**What to produce**
Return the exact lines spanning from the line with "Phrase -- blue prayer flag" through the last line of the entries, boundaries included, and no others.

**** Supplied records

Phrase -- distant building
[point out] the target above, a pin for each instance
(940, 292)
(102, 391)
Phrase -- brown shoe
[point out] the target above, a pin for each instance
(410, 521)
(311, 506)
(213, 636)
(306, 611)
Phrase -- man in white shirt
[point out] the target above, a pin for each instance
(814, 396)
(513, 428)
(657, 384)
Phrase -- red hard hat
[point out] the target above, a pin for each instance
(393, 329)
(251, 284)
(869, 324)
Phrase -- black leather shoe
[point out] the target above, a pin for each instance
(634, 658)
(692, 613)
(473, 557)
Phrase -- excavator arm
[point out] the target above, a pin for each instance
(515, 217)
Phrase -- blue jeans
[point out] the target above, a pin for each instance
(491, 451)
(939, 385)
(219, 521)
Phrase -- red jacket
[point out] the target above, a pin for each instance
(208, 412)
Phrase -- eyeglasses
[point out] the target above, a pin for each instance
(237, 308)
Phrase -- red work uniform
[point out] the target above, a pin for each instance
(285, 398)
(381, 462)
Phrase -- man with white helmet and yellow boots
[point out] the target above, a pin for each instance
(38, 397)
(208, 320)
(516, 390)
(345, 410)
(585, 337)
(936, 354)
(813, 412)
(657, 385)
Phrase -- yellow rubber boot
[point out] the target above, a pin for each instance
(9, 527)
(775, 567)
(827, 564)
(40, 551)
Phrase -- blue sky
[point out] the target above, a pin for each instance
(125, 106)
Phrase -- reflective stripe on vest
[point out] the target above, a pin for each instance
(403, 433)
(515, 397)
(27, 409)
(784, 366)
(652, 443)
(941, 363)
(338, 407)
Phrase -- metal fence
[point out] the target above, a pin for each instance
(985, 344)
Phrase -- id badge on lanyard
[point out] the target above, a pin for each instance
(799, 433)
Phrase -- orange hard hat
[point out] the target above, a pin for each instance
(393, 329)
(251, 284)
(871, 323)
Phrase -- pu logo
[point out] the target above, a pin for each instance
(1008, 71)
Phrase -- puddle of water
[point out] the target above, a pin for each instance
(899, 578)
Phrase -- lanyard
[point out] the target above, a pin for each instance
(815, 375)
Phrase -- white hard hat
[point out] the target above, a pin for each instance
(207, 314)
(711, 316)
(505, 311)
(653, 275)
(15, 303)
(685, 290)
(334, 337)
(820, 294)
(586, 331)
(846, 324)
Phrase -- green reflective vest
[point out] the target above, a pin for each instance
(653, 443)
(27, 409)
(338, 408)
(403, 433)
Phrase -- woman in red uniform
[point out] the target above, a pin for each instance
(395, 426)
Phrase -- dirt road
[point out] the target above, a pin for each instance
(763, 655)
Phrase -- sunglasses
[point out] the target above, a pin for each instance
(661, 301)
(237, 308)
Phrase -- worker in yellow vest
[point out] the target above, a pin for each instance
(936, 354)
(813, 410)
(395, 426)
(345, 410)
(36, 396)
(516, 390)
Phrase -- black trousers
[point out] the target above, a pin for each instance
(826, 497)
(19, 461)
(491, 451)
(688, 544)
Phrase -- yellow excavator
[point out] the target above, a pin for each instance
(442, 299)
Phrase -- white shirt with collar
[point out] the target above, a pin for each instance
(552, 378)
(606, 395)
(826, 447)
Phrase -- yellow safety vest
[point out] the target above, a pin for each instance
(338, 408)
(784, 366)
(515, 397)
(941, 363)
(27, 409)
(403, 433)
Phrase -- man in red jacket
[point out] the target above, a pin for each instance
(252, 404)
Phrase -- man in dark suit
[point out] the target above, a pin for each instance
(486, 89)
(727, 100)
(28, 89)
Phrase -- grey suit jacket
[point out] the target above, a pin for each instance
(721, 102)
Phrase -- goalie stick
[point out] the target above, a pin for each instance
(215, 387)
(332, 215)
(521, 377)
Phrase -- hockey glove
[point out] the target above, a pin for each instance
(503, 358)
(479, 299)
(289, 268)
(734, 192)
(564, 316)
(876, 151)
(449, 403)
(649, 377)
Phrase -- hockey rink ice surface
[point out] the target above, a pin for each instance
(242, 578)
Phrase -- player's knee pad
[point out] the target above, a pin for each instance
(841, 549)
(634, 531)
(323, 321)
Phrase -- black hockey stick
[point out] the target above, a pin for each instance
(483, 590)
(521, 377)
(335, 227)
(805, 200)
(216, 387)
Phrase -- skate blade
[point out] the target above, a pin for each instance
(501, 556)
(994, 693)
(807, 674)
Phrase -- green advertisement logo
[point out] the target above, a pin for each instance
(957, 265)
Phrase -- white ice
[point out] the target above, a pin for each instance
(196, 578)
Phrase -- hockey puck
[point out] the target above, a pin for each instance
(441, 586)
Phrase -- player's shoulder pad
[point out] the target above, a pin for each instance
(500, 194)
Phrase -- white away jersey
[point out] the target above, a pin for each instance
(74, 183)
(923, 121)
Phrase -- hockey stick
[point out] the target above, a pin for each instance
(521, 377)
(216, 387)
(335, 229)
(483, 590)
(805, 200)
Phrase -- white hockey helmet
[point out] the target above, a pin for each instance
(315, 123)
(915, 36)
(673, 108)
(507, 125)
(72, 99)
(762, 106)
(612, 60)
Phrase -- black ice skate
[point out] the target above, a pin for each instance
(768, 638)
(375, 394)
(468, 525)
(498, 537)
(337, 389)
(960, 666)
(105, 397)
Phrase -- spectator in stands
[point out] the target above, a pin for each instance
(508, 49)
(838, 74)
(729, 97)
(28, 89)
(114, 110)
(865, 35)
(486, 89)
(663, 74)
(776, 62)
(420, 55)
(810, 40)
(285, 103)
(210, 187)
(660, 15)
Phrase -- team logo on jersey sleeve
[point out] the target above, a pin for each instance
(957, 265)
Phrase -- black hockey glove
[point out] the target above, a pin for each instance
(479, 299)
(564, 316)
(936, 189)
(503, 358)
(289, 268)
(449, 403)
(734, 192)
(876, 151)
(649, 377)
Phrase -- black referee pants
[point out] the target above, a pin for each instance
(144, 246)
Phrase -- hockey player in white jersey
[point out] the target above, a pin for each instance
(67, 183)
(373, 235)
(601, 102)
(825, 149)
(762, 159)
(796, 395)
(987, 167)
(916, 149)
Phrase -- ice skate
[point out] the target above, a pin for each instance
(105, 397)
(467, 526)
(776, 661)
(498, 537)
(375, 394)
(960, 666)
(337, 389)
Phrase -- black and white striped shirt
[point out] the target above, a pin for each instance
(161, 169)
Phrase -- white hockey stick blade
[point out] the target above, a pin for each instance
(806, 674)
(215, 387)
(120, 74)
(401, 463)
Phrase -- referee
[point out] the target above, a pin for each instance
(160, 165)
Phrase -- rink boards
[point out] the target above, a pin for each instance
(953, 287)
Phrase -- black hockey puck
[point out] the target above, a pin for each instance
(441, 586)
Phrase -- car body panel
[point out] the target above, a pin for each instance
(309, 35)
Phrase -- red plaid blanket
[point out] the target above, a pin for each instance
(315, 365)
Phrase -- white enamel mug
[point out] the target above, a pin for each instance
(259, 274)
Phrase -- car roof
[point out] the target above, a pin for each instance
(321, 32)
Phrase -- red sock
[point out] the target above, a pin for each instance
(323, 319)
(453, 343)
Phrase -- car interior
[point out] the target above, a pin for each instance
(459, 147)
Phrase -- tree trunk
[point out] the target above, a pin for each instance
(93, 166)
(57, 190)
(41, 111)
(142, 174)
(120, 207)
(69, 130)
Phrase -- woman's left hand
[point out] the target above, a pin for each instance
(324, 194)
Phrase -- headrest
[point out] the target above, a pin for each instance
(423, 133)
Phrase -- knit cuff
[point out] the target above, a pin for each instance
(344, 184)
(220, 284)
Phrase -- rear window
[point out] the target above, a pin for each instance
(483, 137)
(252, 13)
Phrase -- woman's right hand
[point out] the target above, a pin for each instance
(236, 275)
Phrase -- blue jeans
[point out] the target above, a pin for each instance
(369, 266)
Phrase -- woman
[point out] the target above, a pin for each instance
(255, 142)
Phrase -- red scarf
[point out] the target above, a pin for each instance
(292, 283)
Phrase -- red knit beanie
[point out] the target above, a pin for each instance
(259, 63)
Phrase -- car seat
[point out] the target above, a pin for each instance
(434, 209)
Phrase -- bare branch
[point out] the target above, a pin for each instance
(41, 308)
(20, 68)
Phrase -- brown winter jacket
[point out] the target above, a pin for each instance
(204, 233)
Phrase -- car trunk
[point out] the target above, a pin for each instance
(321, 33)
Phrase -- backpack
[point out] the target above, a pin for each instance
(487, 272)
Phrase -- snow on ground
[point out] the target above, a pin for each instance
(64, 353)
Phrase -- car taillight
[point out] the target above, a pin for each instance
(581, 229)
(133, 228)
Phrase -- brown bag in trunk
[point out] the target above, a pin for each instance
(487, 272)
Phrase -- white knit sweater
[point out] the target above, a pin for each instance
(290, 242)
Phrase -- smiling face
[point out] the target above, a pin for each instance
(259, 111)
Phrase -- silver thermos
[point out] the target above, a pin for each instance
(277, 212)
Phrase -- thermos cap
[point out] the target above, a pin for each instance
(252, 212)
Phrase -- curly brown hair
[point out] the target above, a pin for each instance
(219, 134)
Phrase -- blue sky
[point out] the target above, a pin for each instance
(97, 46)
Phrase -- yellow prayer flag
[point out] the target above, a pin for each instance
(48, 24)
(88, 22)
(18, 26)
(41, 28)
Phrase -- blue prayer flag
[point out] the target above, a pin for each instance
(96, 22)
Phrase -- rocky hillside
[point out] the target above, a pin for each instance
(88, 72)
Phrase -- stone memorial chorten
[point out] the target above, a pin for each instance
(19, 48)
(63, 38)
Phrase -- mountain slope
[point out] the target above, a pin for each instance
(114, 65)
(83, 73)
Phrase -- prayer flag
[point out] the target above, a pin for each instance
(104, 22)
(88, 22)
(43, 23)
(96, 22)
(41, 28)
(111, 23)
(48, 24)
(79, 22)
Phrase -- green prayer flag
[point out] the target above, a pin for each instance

********

**Finished answer**
Phrase -- blue prayer flag
[point out] the target above, a pin for each instance
(96, 22)
Phrase -- rocky hillside
[point out] the target above, a pin for each instance
(88, 72)
Phrase -- stone memorial chorten
[point out] the target above, a pin for each instance
(19, 48)
(63, 38)
Phrase -- mountain slope
[point out] the target above, a pin for each instance
(114, 65)
(83, 73)
Phrase -- prayer flag
[point out] the target above, a pin for each instance
(104, 22)
(88, 22)
(43, 23)
(96, 22)
(41, 28)
(111, 23)
(48, 24)
(79, 22)
Phrase -- green prayer flag
[point out] the target above, a pin for each instance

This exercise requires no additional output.